* BEGIN *

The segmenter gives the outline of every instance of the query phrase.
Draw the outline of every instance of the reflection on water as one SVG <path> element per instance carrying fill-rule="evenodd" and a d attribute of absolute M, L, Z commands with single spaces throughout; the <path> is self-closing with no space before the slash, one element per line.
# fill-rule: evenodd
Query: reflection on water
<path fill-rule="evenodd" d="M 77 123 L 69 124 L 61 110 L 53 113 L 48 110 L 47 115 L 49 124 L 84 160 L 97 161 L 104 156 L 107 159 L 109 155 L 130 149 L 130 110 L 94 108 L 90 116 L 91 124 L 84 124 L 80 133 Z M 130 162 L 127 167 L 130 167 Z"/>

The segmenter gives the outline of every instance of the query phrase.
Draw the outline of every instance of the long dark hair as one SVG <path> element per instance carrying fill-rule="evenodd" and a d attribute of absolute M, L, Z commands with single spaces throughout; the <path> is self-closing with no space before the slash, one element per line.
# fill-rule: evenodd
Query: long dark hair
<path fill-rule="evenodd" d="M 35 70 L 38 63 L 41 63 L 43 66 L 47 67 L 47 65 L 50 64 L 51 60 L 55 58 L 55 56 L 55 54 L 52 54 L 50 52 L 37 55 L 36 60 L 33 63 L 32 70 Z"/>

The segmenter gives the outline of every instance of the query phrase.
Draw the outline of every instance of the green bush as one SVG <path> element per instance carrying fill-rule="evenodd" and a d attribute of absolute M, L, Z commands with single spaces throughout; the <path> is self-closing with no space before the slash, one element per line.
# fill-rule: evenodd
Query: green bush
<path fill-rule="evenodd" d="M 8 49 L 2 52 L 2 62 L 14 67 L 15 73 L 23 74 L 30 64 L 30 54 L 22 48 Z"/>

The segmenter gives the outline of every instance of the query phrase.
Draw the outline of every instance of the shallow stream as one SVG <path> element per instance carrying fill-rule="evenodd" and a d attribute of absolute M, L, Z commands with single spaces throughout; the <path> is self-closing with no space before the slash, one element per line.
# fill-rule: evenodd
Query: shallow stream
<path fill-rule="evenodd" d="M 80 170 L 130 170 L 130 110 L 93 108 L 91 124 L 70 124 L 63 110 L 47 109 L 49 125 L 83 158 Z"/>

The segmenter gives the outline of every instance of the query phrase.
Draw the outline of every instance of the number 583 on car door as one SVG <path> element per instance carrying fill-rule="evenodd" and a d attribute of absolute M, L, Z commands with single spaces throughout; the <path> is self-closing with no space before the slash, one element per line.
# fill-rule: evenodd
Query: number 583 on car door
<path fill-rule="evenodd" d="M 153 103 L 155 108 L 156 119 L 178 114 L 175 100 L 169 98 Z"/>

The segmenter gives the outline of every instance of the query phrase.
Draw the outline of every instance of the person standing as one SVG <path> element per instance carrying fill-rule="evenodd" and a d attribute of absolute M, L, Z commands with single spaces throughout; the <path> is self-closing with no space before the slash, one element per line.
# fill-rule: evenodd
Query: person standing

* END *

→ **Short problem**
Copy out every line in the rows above that contains the word "person", each one in full.

→ **Task solution**
Draw the outline of every instance of the person standing as one SVG <path> element per instance carrying fill-rule="evenodd" and a d attribute of absolute M, L, Z commands with single spaces throughout; the <path> is self-closing with no space before the slash, one element per line.
Query: person standing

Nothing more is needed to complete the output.